• Cosa fare:
Indica se ciascuna delle affermazioni (a), (b) e (c) concorda con il brano sul cinema francese, rispondendo sì o no e citando alla lettera le parole del brano che lo stabiliscono: (a) a Bologna l'omaggio ad Alain Resnais inizia il 10 aprile; (b) a Roma i Rendez-vous del cinema francese presentano diversi film di Resnais; (c) Tip Top era stato presentato lo scorso anno alla Berlinale.

• Estratto della fonte:
A Bologna (dal 10 aprile) ci sarà un omaggio a Alain Resnais con la proiezione del suo ultimo film, premiato alla Berlinale, Aimer, boire et chanter. Un film in cui il regista spinge all’estremo la sua riflessione sul cinema, l’immagine e la rappresentazione, il vero e il falso che si confondono, la teatralità e il movimento delle immagini. E dei sentimenti, delle parole, di quei non detti che accompagnano le vite dei personaggi tra i fiori di giardini stilizzati e le quinte di una parete casalinga. Nelle chiacchiere melanconiche sulla morte, il vecchio amico scoperto malato terminale, che non vedremo mai, con la sua imminente eterna assenza li costringe a tornare sulle proprie esistenze. Un gioco libero, ironico e delicato.
A Roma invece i Rendez-vous del cinema francese presentano solo Hiroshima mon amour, la rassegna nella capitale in corso questi giorni, unisce proposte differenziate – lo scopo del resto è quello di promuovere il prodotto nazionale – che appunto circuiteranno in Italia con titoli che cambiano da città a città – informazioni institutfrancais-italia.com/it/cinema-e-tv/festival/festival-rendez-vous-appuntamento-con-il-nuovo-cinema-francese-2014
Molto si scommette sui registi delle nuove generazioni, spesso sostenuti e coccolatissimi dalla critica d’oltralpe che per certi versi continua a dividere, come negli anni degli scontri più accaniti della cinefilia, il proprio cinema in «famiglie». A quale appartiene per esempio Serge Bozon di cui viene presentato a Roma oggi Tip Top? Il film, che era lo scorso anno alla Quinzaine, è stato adorato dalla critica nazionale, il quotidiano Libération lo ha messo tra i film dell’anno con queste motivazioni: «Polar patafisico che stropiccia gli abiti tagliati e stirati con troppa cura del cinema francese. Isabelle Huppert e Sandrine Kiberlain, duo comico dell’anno».

• Dati forniti:
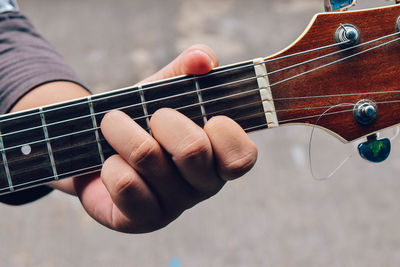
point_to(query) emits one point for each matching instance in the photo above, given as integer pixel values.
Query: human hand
(153, 179)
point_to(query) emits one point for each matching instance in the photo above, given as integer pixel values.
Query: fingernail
(201, 52)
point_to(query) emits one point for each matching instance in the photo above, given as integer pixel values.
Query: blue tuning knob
(375, 150)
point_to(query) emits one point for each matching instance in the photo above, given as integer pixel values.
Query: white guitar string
(124, 92)
(356, 54)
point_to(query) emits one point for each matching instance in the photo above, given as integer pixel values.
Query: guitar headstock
(317, 82)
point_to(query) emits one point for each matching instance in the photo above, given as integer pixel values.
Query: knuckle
(127, 182)
(238, 165)
(193, 147)
(143, 153)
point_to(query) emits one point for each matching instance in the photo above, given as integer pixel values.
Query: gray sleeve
(26, 61)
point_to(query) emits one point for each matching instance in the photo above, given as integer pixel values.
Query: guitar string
(236, 119)
(233, 95)
(156, 84)
(78, 172)
(319, 178)
(341, 60)
(204, 89)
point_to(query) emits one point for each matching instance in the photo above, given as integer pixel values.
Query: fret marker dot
(26, 149)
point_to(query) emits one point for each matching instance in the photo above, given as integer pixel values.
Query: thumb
(198, 59)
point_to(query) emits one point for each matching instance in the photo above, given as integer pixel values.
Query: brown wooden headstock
(372, 74)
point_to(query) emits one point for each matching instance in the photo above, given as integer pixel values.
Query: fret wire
(200, 97)
(61, 174)
(318, 67)
(213, 87)
(49, 148)
(139, 104)
(218, 71)
(144, 106)
(142, 117)
(260, 125)
(210, 74)
(6, 168)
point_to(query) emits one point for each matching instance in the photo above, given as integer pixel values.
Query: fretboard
(64, 140)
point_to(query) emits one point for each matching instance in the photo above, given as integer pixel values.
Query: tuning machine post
(338, 5)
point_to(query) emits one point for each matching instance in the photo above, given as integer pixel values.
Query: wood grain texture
(361, 76)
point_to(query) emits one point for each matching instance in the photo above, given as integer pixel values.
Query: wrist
(8, 6)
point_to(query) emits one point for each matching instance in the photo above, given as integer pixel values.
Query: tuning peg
(375, 150)
(339, 5)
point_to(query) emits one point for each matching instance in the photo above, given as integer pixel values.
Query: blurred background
(277, 215)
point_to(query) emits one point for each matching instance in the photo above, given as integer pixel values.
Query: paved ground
(277, 215)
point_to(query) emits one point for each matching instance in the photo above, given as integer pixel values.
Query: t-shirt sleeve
(26, 61)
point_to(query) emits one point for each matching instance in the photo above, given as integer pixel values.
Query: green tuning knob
(375, 150)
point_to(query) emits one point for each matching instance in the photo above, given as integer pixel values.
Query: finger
(198, 59)
(234, 151)
(129, 192)
(189, 147)
(98, 204)
(146, 156)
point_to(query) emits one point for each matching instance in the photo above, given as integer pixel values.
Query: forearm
(50, 93)
(32, 74)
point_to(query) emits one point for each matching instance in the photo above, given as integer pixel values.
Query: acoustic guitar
(342, 75)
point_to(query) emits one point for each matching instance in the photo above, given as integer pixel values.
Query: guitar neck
(63, 140)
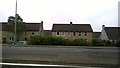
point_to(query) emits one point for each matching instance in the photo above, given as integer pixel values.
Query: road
(76, 55)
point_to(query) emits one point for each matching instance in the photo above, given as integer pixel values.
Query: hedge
(48, 40)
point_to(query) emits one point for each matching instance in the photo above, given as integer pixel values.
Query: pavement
(75, 55)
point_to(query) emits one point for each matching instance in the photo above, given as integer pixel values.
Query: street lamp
(15, 23)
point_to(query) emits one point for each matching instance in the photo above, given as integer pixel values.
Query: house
(47, 33)
(73, 31)
(110, 33)
(31, 29)
(96, 35)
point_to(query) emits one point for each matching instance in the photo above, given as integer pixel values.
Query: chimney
(70, 23)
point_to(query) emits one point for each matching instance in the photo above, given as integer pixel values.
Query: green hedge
(48, 40)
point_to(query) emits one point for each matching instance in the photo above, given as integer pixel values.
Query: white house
(110, 33)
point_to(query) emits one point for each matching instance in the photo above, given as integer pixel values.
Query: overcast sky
(94, 12)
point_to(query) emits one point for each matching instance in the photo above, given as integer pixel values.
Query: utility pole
(15, 23)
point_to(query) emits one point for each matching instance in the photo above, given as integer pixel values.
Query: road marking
(45, 65)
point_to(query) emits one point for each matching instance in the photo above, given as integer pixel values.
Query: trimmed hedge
(48, 40)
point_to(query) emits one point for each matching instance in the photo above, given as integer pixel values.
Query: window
(57, 33)
(68, 33)
(10, 38)
(63, 33)
(25, 33)
(25, 39)
(74, 33)
(79, 33)
(85, 33)
(85, 39)
(33, 33)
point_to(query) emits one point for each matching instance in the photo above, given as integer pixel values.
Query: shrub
(48, 40)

• Risultato:
(a) Sì: «A Bologna (dal 10 aprile) ci sarà un omaggio a Alain Resnais».
(b) No: «A Roma invece i Rendez-vous del cinema francese presentano solo Hiroshima mon amour».
(c) No: «Il film, che era lo scorso anno alla Quinzaine».